▶ Page extract:
┏━━

The company has rolled out a marketplace model (i.e., 3P = third party), which will drive margins materially higher over the next few years.
First, the company has seen sales normalize in the last few quarters after the post-COVID slowdown. The company’s model of more “affordable” offerings is resonating with consumers in a weaker European environment. Moreover, given the low online penetration of furniture/homewares sales, I expect that the company can still grow sales by at least a double-digit (i.e., +10% or more) rate for the foreseeable future.
Second, in late 2022, the company began to roll out its marketplace offering, starting in France and continuing to other countries during the second half of 2023. While this should be beneficial to consumers who can access a much wider selection (SKU count has gone from 10k to >100k), the biggest benefit is to the company’s underlying earnings power. Marketplace sales - i.e., a commission on a sale - require little to no incremental capital or expense, which means that the flow through to EBITDA should be almost 100%.

┗━━

▶ Information shown:
┏━━

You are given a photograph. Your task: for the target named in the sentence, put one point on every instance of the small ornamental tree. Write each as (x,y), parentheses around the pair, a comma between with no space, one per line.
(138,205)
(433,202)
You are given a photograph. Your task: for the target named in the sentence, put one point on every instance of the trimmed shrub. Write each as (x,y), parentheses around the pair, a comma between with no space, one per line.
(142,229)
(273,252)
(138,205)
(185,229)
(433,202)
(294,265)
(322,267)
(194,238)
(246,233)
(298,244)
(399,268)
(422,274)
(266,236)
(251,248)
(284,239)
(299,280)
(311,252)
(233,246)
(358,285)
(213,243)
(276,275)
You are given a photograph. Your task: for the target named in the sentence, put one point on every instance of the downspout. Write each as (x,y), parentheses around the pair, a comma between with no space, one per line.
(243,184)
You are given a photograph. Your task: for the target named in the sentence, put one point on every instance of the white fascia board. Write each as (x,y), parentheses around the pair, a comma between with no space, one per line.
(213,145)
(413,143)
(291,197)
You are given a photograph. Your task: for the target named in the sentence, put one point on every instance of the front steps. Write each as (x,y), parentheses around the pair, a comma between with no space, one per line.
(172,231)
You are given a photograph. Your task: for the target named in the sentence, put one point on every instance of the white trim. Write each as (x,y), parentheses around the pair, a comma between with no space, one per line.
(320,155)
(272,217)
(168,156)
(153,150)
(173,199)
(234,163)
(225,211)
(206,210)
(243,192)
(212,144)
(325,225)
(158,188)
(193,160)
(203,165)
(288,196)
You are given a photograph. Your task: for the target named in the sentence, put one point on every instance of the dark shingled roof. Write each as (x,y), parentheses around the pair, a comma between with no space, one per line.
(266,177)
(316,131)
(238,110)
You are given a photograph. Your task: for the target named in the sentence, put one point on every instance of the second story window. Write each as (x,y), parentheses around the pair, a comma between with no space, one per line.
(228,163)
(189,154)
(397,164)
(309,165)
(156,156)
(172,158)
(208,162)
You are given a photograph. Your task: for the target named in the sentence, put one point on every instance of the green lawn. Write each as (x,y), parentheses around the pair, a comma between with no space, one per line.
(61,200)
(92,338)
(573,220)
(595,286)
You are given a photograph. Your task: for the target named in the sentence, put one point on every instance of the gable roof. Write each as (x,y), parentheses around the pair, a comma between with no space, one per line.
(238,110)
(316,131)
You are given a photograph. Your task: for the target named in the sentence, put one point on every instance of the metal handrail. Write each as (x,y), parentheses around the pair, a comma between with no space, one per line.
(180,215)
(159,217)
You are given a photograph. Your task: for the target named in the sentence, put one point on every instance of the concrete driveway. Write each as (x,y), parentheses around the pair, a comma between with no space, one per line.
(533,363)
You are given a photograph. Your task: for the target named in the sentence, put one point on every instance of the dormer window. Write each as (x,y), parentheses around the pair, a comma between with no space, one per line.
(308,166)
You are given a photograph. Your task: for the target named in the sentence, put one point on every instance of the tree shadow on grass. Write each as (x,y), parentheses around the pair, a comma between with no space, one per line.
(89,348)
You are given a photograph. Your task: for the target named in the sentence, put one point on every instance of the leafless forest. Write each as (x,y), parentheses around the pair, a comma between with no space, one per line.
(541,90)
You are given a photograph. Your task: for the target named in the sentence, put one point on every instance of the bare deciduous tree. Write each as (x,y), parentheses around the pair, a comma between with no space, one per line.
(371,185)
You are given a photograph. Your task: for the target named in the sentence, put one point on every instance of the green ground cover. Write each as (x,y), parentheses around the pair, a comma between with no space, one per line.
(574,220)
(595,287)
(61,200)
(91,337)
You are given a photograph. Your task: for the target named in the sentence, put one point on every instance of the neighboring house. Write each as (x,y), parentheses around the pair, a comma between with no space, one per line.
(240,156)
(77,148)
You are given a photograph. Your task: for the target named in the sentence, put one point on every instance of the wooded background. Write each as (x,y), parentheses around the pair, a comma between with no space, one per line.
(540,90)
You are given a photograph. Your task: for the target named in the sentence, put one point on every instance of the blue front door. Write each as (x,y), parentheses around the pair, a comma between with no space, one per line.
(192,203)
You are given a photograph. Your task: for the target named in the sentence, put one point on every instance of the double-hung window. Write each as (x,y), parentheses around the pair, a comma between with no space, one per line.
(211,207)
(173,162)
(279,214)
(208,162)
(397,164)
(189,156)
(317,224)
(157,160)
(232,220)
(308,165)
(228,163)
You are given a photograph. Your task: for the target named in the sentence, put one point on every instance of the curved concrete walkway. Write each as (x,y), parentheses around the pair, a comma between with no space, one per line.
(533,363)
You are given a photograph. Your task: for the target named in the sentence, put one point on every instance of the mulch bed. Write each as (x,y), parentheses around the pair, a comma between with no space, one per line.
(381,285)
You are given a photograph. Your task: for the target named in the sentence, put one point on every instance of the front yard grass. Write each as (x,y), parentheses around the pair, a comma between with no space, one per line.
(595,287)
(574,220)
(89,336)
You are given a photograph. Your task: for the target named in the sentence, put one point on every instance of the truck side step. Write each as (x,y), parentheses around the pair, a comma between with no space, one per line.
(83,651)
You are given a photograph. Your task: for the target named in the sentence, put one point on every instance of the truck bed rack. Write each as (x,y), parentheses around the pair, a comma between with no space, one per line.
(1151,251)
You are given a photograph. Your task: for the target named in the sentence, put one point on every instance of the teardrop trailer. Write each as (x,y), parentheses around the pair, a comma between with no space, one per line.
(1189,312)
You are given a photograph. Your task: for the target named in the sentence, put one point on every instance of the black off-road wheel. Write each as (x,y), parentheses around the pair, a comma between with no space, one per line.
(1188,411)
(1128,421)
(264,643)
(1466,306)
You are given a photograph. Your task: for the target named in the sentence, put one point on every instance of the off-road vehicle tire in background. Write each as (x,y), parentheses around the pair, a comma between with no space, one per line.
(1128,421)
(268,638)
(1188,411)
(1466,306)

┗━━
┏━━

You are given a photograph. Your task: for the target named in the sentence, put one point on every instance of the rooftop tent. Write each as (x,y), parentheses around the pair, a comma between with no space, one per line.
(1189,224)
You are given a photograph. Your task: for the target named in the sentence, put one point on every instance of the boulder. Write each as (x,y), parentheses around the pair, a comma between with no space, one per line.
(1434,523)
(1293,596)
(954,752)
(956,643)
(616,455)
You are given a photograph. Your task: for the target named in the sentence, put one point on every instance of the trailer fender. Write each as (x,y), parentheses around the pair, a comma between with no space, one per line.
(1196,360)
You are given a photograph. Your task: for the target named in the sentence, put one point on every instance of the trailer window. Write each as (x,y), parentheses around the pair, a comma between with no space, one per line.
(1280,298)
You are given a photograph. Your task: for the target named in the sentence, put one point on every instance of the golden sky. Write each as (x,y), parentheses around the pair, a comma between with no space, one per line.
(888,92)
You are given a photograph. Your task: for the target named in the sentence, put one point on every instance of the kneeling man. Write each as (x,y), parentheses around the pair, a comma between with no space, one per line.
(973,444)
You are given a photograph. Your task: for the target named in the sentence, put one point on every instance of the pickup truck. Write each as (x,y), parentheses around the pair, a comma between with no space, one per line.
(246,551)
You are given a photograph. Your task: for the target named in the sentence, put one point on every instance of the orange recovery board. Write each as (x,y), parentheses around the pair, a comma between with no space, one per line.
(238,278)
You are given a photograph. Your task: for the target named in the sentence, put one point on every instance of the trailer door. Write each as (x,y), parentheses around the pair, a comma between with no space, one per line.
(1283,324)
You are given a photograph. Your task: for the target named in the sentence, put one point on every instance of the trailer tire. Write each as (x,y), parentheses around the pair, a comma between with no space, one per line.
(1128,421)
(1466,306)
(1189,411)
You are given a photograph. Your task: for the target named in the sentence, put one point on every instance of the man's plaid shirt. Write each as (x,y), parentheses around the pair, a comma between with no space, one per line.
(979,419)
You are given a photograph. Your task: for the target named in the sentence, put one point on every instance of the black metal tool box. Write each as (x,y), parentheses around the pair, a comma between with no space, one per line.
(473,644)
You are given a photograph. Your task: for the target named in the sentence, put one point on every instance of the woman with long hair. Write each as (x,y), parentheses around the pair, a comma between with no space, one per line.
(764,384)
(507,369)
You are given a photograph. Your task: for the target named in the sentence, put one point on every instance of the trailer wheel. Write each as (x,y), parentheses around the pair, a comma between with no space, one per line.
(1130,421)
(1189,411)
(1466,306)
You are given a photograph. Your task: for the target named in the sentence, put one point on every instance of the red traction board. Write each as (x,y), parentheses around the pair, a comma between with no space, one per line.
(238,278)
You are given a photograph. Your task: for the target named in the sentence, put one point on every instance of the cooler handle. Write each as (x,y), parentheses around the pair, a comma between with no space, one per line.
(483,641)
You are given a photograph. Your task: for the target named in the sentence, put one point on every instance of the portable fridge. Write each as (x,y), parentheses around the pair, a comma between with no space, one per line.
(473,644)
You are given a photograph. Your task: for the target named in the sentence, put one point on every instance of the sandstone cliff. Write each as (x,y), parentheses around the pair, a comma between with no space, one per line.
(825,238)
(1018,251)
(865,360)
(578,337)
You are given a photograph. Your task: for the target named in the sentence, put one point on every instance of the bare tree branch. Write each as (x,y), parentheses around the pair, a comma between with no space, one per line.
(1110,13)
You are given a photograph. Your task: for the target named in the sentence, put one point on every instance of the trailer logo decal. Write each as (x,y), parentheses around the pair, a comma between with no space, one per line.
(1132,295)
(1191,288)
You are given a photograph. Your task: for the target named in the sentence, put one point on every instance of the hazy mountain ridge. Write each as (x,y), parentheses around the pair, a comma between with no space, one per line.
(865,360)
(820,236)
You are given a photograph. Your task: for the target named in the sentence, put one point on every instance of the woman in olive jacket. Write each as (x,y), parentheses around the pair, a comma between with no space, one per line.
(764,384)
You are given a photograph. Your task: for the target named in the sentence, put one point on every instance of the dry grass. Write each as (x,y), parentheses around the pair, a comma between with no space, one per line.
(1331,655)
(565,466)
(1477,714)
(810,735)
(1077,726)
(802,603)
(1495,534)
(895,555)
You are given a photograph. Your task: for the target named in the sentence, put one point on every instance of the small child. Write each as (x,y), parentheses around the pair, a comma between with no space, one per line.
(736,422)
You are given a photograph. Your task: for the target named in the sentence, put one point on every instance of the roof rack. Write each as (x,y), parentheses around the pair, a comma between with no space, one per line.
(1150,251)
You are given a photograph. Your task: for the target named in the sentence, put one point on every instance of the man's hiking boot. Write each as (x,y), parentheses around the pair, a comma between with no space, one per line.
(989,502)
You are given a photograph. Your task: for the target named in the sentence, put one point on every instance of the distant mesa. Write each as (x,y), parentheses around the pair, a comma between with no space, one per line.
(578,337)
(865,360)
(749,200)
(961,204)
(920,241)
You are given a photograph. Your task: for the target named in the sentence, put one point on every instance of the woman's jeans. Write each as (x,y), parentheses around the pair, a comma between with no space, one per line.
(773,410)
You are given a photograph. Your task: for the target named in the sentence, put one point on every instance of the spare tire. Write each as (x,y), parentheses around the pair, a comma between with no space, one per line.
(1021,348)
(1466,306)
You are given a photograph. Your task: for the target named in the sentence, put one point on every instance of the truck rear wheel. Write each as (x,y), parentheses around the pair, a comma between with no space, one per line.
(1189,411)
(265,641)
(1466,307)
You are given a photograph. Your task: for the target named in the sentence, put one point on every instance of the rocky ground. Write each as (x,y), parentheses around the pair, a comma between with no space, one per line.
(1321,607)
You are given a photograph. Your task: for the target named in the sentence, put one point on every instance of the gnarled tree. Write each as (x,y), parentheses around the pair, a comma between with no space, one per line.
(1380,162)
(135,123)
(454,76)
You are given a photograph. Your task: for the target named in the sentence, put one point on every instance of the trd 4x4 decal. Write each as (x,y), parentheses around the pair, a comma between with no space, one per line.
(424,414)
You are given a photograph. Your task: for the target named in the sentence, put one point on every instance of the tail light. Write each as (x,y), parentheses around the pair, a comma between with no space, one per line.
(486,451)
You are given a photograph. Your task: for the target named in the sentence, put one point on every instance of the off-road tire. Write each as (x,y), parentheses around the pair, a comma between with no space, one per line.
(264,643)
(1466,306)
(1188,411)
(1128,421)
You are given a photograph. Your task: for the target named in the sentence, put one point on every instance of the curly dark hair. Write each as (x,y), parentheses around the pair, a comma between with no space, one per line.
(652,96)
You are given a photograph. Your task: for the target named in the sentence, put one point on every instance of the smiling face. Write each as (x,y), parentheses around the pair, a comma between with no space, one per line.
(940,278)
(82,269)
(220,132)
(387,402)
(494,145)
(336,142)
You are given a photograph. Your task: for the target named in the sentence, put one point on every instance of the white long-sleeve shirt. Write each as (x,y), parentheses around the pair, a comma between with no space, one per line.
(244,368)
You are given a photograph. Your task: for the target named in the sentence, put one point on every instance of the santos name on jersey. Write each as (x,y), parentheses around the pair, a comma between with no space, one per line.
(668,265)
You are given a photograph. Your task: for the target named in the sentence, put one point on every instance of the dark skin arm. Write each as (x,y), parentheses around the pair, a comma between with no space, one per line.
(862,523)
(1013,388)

┗━━
┏━━

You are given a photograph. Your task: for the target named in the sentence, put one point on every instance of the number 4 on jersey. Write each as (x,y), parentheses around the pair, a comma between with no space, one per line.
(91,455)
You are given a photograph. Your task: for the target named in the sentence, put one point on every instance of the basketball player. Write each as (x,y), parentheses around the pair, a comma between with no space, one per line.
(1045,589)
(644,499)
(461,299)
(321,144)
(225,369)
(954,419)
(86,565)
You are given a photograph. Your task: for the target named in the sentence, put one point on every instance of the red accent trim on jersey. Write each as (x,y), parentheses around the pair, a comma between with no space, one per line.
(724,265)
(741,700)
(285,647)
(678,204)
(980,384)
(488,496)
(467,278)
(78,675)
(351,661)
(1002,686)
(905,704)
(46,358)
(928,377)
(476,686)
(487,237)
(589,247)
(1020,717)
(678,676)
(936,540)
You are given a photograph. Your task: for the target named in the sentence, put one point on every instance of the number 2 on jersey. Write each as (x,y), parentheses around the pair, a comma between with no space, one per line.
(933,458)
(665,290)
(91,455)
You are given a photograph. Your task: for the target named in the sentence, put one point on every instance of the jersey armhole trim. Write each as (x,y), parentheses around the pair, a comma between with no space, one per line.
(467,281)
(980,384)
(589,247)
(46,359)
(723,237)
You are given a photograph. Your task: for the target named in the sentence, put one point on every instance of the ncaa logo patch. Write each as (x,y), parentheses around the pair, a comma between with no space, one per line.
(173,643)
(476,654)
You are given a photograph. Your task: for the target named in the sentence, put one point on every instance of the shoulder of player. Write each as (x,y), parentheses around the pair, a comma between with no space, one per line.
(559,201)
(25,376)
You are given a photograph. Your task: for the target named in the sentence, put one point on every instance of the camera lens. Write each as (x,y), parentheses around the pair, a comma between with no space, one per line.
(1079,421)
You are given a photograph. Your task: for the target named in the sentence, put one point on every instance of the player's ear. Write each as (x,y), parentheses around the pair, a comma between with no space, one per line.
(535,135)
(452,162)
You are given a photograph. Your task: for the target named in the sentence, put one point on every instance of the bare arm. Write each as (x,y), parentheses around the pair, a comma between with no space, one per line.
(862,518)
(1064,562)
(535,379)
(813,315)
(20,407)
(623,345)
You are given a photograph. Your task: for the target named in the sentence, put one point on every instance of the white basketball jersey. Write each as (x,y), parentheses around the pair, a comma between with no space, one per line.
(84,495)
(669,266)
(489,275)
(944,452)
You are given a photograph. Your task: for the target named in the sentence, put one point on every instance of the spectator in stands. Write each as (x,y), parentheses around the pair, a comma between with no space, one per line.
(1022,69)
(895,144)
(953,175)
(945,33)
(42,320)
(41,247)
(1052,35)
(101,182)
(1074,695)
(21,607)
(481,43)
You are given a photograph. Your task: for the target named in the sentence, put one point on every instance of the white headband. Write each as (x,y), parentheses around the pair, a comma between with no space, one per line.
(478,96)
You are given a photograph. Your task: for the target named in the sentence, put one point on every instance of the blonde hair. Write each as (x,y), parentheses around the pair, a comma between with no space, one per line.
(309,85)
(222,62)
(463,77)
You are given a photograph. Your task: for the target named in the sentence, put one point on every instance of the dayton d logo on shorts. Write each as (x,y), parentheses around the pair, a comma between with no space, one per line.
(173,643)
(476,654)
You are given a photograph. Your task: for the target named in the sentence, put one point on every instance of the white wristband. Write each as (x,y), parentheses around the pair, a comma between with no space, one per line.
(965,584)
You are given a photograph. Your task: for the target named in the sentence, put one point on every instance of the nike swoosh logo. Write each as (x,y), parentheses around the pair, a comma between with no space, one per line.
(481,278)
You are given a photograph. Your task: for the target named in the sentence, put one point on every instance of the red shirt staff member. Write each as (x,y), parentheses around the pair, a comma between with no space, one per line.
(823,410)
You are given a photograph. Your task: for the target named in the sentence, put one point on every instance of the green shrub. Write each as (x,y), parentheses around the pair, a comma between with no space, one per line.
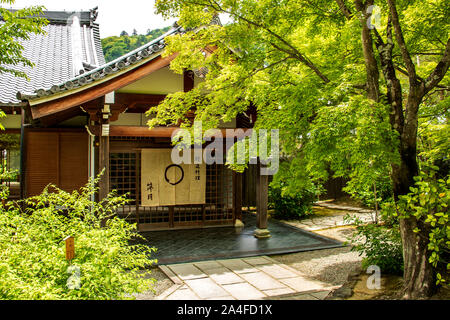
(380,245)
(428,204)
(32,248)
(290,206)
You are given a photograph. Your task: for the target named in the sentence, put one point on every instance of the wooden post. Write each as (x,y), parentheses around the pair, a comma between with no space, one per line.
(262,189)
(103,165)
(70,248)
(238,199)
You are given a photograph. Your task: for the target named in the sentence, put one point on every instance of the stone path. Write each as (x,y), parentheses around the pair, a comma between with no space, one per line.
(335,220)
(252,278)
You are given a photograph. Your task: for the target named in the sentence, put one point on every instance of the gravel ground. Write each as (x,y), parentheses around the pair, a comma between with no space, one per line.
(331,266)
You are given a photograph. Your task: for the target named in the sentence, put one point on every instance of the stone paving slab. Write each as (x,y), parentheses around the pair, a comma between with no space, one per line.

┗━━

▶ Activities:
1/ Please rewrite the part of the marketplace analysis that opens with the words containing "The company has rolled" and closes with "the foreseeable future.", swapping "consumers" for "shoppers".
2/ Extend the marketplace analysis beyond its last sentence.

▶ Written answers:
1/
The company has rolled out a marketplace model (i.e., 3P = third party), which will drive margins materially higher over the next few years.
First, the company has seen sales normalize in the last few quarters after the post-COVID slowdown. The company’s model of more “affordable” offerings is resonating with shoppers in a weaker European environment. Moreover, given the low online penetration of furniture/homewares sales, I expect that the company can still grow sales by at least a double-digit (i.e., +10% or more) rate for the foreseeable future.

2/
In the first half of FY23, ALVU reported >€400k in commissions as the marketplace began ramping up in France. While the annual report is not out yet, I estimate that ALVU generated >€1m in marketplace revenue (about ~€15m in GMV). While this seems small, I think the marketplace will likely grow very quickly over the next couple of years (marketplace GMV is growing at about 30% QoQ, by my estimate). The company reported, for instance, that marketplace GMV in France represented about 15% of the total in September 2023. Assuming that total marketplace GMV can reach ~20% of the total by FY25, marketplace revenue/EBITDA could reach about €4m.
If you look at historical numbers, the company has generated a ~7% EBITDA margin on its own first-party sales. If you assume that they can grow sales at 12% over the next two years with flat 1p margins and then layer on the marketplace revenue (at 100% EBITDA margins), total EBITDA should grow to ~€18m in FY25 (at a ~9% margin). That’s a substantial number on a ~€100m EV.
Importantly, marketplace GMV could accelerate further as the company rolled out marketplaces in Germany, Belgium, and Switzerland at the end of Q4 and will expand to the Netherlands and Portugal this coming year.
Given the acceleration in revenue and the higher returns from the shift into a marketplace model, I would expect a substantial re-rating in the shares. While I don’t expect ALVU shares to trade to the level of peers, I think shares could easily re-rate to a low-double-digit (LDD) or mid-teens multiple. At 12x EBITDA, the shares could be worth €25, or about 90% upside to the current price.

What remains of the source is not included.